__TRY IT__:
Each entry below is to be duplicated verbatim.

--- DATA SHOWN ---

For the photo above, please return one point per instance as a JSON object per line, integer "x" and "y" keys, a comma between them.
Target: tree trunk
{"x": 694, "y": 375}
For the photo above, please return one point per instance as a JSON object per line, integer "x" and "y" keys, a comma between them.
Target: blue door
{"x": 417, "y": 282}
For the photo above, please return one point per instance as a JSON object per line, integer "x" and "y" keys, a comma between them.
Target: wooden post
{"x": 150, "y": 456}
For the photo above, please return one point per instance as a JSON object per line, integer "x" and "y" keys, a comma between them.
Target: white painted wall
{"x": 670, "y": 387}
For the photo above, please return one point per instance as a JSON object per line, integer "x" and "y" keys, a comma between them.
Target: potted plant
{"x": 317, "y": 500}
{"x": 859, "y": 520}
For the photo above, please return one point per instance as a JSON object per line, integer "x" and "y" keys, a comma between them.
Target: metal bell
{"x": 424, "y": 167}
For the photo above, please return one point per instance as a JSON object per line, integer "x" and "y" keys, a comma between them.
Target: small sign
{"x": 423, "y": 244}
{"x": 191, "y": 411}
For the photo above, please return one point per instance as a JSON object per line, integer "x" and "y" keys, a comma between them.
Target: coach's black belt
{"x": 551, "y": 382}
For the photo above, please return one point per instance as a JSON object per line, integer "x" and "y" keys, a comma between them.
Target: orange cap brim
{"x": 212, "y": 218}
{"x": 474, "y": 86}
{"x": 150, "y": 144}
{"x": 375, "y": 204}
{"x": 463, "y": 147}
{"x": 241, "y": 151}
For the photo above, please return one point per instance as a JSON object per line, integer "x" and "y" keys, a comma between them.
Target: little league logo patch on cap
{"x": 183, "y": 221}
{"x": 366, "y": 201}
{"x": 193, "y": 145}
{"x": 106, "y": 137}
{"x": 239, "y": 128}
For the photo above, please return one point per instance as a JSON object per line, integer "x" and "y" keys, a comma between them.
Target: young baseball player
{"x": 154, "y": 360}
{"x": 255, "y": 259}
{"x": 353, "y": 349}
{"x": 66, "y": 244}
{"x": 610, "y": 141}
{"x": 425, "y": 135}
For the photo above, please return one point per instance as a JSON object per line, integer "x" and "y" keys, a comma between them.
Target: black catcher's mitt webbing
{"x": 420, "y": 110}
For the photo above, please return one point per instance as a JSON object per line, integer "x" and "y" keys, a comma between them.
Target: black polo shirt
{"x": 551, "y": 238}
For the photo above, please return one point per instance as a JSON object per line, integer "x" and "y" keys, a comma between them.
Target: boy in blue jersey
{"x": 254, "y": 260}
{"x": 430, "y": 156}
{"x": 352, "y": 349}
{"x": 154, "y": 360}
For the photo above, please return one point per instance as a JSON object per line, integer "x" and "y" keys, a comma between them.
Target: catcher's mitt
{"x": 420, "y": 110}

---

__ANSWER AREA__:
For the photo above, please return one point per instance as a JSON object per line, integer "x" and "y" keys, a comma between them.
Target: tree trunk
{"x": 694, "y": 375}
For the photo above, please return one point per instance as a JSON object per line, integer "x" and "y" keys, a comma between them.
Target: blue door
{"x": 417, "y": 282}
For the photo above, please return one point per instance as a JSON object per line, integer "x" and "y" keys, a comma between them.
Target: wooden post
{"x": 150, "y": 456}
For the photo above, please return one point per instance as a JSON object per line, integer "x" and "y" keys, a comma between them.
Target: white painted wall
{"x": 670, "y": 387}
For the photo above, please return one point per instance as a JSON object per line, integer "x" and "y" keys, a comma between them.
Target: potted plant
{"x": 317, "y": 500}
{"x": 859, "y": 520}
For the photo above, please return one point per instance as a JSON object per line, integer "x" and "y" keys, a comma between them.
Target: metal bell
{"x": 424, "y": 167}
For the photo above, please return one point per instance as a JSON object per line, integer "x" and "y" keys, a comma between them.
Target: small sign
{"x": 423, "y": 244}
{"x": 191, "y": 411}
For the photo above, please return one point per instance as a JSON object per line, integer "x" and "y" keys, a comma between them.
Target: coach's black belt
{"x": 551, "y": 382}
For the photo above, please return one point per instance as a JSON object per line, integer "x" and "y" keys, a comma between them.
Target: orange cap brim
{"x": 212, "y": 218}
{"x": 474, "y": 86}
{"x": 150, "y": 144}
{"x": 375, "y": 204}
{"x": 463, "y": 147}
{"x": 241, "y": 151}
For the photo above, please return one point per instance as a JSON object per line, integer "x" and "y" keys, a comma between them.
Target: little league logo patch on cap
{"x": 183, "y": 221}
{"x": 366, "y": 201}
{"x": 193, "y": 145}
{"x": 106, "y": 137}
{"x": 239, "y": 128}
For the photo above, please return one point per instance as a JSON object per line, integer "x" and "y" keys, a comma between them.
Target: young baseball player
{"x": 154, "y": 360}
{"x": 255, "y": 259}
{"x": 353, "y": 349}
{"x": 66, "y": 244}
{"x": 610, "y": 141}
{"x": 425, "y": 135}
For the photo above, please return one point per instance as a JSON object per line, integer "x" and "y" keys, a comma between them.
Target: black catcher's mitt webbing
{"x": 420, "y": 110}
For the photo above, please return one point per instance as a JSON object per line, integer "x" and "y" keys, a comma between them.
Target: black polo shirt
{"x": 551, "y": 238}
For the photo above, please return one point per instance as a JSON object per line, integer "x" and "y" keys, a comma between them.
Target: boy in blue jersey
{"x": 254, "y": 260}
{"x": 430, "y": 156}
{"x": 352, "y": 349}
{"x": 154, "y": 360}
For the photo above, please return one point per instance as a JSON object per line, integer "x" and "y" keys, a comma between them.
Target: catcher's mitt
{"x": 420, "y": 110}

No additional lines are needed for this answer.